Try it
Please set down word for word every line from the one holding "Target: shoreline" to the end of the data below, both included.

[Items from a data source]
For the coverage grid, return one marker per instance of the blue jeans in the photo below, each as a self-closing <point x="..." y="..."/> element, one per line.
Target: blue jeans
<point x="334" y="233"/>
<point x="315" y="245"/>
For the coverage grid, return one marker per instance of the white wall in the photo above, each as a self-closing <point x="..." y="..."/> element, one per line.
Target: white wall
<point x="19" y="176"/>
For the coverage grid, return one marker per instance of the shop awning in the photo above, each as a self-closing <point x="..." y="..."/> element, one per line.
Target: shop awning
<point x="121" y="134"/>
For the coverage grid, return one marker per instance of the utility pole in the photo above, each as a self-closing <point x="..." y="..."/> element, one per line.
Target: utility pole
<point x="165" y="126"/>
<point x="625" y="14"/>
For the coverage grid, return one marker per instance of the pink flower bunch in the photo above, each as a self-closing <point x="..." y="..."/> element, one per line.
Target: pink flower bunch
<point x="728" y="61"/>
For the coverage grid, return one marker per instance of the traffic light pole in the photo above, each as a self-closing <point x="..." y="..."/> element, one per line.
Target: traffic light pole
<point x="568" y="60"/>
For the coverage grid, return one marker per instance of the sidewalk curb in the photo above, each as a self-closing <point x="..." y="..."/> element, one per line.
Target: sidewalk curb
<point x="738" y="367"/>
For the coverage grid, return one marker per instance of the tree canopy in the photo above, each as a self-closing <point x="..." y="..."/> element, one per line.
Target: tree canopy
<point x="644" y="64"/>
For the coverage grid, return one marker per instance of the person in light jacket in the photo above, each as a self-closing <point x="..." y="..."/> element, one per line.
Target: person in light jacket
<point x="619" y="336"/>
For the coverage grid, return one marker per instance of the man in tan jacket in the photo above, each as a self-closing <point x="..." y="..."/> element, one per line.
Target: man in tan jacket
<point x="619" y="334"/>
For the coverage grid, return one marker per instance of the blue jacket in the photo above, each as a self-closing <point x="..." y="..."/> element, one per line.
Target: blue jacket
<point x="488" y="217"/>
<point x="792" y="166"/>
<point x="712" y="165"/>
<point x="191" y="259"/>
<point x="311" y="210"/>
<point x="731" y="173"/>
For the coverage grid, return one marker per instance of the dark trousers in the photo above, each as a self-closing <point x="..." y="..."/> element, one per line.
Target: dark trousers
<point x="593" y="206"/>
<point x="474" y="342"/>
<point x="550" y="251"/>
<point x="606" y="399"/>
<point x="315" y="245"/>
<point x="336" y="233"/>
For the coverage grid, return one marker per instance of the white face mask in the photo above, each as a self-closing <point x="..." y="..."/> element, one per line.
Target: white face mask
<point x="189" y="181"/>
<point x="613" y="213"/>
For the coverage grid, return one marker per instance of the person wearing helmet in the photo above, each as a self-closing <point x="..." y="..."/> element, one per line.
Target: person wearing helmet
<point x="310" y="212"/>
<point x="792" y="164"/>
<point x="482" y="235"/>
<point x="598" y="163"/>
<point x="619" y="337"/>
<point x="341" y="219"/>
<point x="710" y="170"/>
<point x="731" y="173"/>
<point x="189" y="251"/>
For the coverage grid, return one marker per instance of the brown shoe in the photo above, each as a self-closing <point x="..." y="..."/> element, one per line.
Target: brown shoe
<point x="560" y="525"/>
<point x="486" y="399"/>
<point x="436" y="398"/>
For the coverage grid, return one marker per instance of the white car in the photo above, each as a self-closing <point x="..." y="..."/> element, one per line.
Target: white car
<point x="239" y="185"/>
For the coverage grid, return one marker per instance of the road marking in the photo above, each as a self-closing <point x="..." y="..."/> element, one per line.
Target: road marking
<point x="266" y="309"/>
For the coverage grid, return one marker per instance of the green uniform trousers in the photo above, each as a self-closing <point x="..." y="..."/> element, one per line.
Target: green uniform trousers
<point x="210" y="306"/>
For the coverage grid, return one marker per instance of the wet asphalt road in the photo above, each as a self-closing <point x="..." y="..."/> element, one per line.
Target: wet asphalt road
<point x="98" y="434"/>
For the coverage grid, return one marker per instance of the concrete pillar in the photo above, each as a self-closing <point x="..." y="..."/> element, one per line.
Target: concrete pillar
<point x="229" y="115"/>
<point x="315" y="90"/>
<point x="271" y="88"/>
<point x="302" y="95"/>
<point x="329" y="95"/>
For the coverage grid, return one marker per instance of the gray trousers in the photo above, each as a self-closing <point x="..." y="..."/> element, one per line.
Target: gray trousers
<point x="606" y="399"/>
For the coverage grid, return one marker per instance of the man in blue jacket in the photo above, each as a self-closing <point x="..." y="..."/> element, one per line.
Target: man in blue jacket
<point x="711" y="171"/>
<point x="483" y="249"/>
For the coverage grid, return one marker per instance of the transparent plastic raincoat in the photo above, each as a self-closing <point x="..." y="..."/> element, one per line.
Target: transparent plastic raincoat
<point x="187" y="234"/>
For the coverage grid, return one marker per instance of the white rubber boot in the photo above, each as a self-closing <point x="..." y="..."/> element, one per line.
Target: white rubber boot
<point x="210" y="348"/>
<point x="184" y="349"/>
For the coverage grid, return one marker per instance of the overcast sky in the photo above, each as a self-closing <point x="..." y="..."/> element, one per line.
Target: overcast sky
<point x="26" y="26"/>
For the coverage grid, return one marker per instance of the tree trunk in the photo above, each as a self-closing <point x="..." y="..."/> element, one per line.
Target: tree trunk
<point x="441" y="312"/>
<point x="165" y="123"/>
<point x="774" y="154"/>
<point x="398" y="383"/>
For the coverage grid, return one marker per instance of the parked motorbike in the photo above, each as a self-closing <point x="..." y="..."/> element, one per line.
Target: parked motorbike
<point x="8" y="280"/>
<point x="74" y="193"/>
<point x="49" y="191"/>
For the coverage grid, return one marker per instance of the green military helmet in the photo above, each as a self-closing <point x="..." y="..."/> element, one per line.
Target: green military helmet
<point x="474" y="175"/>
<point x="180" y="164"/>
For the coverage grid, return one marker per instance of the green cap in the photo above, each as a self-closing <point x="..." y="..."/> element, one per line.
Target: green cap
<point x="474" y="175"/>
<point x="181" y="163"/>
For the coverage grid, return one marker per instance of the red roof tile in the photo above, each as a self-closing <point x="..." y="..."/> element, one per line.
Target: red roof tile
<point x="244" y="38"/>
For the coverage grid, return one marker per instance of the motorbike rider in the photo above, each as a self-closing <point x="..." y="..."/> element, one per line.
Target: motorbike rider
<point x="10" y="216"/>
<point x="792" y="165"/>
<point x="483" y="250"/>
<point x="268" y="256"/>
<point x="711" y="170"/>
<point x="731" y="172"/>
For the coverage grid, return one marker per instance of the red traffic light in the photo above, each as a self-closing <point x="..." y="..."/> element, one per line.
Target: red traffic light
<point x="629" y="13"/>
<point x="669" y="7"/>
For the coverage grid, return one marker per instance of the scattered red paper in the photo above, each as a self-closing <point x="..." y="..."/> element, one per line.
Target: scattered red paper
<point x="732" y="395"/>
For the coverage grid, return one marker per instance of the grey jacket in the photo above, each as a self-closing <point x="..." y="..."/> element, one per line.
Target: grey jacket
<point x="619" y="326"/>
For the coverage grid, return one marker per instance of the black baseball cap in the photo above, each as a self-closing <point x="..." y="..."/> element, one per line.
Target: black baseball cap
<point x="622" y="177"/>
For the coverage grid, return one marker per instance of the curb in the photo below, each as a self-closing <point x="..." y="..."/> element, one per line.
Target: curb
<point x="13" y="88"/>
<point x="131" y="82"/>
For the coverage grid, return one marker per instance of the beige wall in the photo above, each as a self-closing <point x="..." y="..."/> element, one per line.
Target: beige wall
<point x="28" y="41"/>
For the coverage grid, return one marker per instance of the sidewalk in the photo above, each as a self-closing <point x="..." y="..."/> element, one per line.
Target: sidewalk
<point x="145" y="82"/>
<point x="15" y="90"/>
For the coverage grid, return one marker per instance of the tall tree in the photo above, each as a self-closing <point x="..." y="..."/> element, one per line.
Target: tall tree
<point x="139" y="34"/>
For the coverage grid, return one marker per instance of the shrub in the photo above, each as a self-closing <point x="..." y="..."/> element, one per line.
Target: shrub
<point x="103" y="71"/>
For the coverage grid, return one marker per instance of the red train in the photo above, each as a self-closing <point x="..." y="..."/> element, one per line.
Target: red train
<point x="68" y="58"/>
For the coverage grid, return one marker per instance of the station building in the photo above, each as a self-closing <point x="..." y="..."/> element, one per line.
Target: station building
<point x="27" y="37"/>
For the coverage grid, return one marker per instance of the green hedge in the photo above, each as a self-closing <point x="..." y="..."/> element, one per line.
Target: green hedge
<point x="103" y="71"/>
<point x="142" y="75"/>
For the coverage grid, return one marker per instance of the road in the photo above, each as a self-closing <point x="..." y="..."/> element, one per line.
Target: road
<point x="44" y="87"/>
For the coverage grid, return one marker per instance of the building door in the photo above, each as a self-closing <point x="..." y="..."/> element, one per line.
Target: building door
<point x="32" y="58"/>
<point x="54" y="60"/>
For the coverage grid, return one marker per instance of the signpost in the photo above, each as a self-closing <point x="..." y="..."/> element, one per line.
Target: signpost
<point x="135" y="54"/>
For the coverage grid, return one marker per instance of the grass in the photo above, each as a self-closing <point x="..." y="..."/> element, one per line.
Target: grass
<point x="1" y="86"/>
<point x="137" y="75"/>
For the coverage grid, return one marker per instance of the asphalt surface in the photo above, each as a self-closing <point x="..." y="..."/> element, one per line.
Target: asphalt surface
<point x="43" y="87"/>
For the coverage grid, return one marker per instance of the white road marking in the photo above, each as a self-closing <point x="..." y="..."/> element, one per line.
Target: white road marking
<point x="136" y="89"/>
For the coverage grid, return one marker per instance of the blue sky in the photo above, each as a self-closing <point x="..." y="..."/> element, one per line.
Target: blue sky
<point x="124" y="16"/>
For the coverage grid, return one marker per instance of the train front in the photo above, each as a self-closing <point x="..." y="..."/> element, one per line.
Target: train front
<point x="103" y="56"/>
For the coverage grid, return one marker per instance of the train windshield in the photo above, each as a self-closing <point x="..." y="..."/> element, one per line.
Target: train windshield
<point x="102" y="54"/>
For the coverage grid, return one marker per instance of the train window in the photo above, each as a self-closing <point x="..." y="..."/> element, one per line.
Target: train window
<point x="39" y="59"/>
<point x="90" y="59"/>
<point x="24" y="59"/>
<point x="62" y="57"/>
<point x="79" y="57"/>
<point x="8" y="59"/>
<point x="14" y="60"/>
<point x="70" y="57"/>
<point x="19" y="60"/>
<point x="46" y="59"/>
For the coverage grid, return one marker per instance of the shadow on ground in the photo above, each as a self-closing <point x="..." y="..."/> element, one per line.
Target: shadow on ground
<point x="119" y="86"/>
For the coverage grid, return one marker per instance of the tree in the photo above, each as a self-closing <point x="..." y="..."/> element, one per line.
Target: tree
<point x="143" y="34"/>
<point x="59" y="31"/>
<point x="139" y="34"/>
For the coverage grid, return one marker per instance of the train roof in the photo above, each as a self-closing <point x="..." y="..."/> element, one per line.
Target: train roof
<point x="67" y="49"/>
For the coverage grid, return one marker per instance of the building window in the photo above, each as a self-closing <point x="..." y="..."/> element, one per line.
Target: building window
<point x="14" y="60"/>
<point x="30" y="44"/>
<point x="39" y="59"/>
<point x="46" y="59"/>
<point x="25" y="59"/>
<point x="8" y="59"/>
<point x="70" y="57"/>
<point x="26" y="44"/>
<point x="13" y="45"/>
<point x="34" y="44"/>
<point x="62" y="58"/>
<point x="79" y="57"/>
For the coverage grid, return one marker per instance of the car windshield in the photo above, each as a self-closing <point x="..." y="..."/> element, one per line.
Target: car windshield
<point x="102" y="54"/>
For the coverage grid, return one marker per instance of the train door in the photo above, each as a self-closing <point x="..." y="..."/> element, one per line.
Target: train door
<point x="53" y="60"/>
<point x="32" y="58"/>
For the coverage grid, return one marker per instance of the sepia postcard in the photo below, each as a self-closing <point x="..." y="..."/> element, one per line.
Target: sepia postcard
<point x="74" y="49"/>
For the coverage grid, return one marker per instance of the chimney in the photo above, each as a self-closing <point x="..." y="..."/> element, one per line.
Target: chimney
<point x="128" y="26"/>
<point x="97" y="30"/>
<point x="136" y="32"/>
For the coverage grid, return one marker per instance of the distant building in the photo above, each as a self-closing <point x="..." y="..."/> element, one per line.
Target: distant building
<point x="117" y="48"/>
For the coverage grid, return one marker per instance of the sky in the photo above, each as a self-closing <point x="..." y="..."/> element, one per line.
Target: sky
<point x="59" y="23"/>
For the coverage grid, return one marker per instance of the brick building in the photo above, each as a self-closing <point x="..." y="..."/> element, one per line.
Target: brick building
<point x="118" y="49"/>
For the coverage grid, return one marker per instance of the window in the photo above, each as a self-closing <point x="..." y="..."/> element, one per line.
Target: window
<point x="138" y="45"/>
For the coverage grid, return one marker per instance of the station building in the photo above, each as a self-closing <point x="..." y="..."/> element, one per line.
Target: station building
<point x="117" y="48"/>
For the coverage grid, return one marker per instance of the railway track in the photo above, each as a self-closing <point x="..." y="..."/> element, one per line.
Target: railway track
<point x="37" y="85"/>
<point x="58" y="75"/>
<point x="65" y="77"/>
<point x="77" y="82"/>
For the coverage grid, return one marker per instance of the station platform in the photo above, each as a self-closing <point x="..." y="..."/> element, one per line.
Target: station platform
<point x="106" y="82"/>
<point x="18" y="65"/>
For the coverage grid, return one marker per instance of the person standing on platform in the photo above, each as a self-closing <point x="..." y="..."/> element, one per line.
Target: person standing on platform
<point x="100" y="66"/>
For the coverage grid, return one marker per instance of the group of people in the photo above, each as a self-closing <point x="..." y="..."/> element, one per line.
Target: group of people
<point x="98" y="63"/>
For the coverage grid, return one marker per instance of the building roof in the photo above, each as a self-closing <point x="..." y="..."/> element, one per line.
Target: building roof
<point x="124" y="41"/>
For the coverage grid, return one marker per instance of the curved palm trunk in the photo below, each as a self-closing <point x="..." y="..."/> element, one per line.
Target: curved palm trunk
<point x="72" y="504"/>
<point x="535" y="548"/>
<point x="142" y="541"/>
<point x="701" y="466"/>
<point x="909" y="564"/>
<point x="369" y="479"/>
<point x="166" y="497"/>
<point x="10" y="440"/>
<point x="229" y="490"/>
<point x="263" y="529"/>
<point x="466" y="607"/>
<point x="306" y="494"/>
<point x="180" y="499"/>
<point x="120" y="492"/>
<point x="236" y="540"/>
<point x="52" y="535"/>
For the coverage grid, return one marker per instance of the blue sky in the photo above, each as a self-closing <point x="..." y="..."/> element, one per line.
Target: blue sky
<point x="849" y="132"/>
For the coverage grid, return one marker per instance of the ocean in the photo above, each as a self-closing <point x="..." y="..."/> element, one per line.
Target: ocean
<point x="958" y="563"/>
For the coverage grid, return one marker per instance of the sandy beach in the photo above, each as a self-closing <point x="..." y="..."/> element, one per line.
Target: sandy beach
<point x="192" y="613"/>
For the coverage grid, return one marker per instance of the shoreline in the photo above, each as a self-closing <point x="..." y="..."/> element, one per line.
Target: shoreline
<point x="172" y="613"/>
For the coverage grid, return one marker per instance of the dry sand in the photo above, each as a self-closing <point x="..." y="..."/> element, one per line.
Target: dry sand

Solution
Target: shoreline
<point x="172" y="613"/>
For the coverage grid, return one marker per instance of the dry sand in the photo above, each as a self-closing <point x="..." y="..."/> element, one per line.
Target: dry sand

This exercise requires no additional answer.